Sayfa metni:

İçeriğe geçmek için "Enter"a basın

Tehcir

Türker Alkan

Ermenistan’da karşılaştığım hemen herkesin Anadolu’yla bir bağı vardı. ‘Dedem Kayseriliydi’, ‘Anam Sivaslıydı.’ Karşılaştığınız Ermenilerin pek çoğundan buna benzer şeyler işitirsiniz.

Bir 24 Nisan daha geldi, geçti. Ermeniler atalarının acılarını unutmadıklarını gösteren gösteriler yaptılar. Türkler karşı gösteriler yaptılar. Sonuçta bir şey değişmedi.

Onlar, ‘İtiraf edin, bize soykırım uyguladınız, kabul edin bunu artık’ diye diretiyor.

Türk tarafı kuşkulu. ‘Şimdi soykırımı kabul edersek yarın başka taleplerle karşılaşır mıyız acaba?’

Konu ne zaman gündeme gelse, ‘soykırım’ teriminin yasal anlamı üzerinde tartışmalar yapıp, ‘Hayır,’ diyoruz, ‘bu, soykırım değildi!’ Kendimizi haklı çıkarmasak bile mazur gösterecek açıklamalarımız da var: ‘1915’te bir mukatele (birbirini öldürme) yaşandı ve bunu Ermeniler başlattı. Ruslardan da destek aldılar.’

Bütün bunlar doğru olabilir ve geniş ölçüde doğrudur da. Osmanlı’nın çöküşünde Türkler de çok acı çekti. Girit’ten, Batı Trakya’dan, Priştine’den, Yunanistan’dan, Bulgaristan’dan kaçmak zorunda kalan milyonlarca Türk öldürüldü, aç kaldı, acı çekti. Dünya bu drama seyirci kaldı. Önemsemedi. Ne de olsa Müslümandık. Biz bile unuttuk. Şu anda yakınım olan hemen herkesin (benim ailem de dahi) bir sınır ötesinden kaç göç öyküsü vardır. Hepsi de kan ve gözyaşının izlerini taşıyan öyküler. Ama bütün bunları dünya unutalı çok oldu.

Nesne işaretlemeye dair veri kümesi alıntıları
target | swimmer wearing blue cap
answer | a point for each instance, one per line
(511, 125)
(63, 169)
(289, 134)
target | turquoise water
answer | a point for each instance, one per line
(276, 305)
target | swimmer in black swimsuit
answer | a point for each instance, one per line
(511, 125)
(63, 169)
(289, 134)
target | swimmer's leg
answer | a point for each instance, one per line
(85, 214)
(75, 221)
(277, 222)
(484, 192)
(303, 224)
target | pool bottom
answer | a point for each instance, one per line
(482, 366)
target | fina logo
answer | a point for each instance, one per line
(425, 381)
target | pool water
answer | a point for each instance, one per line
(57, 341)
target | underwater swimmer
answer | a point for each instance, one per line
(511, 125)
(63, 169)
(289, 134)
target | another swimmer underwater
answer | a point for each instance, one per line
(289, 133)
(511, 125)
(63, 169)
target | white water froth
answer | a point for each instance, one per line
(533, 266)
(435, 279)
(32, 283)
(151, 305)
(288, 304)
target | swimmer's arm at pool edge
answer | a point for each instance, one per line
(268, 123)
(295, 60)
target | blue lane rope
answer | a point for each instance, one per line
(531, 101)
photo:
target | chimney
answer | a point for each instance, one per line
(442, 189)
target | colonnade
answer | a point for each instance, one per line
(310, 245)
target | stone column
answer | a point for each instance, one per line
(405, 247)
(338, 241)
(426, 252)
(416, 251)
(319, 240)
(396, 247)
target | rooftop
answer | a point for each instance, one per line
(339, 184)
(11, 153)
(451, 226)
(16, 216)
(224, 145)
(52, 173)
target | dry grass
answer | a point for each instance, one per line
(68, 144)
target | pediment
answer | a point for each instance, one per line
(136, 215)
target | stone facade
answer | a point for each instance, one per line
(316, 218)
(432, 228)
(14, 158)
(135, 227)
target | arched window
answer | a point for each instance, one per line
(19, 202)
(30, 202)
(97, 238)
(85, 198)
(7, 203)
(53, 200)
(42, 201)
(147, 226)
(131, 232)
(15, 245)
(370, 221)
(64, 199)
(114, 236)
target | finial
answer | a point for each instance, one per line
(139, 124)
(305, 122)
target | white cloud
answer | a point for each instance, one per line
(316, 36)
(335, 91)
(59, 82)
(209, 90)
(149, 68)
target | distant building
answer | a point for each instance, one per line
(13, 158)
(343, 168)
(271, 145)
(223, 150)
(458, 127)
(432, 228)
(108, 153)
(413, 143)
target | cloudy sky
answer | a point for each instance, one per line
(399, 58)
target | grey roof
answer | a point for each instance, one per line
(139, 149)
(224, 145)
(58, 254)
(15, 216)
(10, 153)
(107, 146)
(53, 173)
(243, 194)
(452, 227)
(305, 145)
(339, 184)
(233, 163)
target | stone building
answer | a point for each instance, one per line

Yönerge 1: Sayfa metnindeki "Bütün bunlar doğru olabilir" diye başlayan paragrafı, ana bilgilerini koruyarak daha kısa biçimde yeniden yazar mısınız?
Yönerge 2: Sayfa metninde "Bir 24 Nisan" ile "artık’ diye diretiyor." arasındaki kısmı, ikisi de dahil olmak üzere, "diretiyor" yerine "ısrar ediyor" koyarak değiştirir misiniz?

Örnek çözüm 1: Öne sürülen açıklamalar geniş ölçüde doğrudur ve Osmanlı çökerken Türkler de büyük acılar yaşadı. Girit, Batı Trakya, Priştine, Yunanistan ve Bulgaristan'dan kaçmak zorunda kalan milyonlarca Türk öldürüldü, aç kaldı, acı çekti. Müslüman oldukları için dünya bu drama seyirci kaldı ve önemsemedi, Türkler bile unuttu. Yazarın ailesi dahil yakınlarının hemen hepsinin kan ve gözyaşı izi taşıyan bir göç öyküsü var, ama dünya bunları çoktan unuttu.

Örnek çözüm 2:
Bir 24 Nisan daha geldi, geçti. Ermeniler atalarının acılarını unutmadıklarını gösteren gösteriler yaptılar. Türkler karşı gösteriler yaptılar. Sonuçta bir şey değişmedi.

Onlar, ‘İtiraf edin, bize soykırım uyguladınız, kabul edin bunu artık’ diye ısrar ediyor.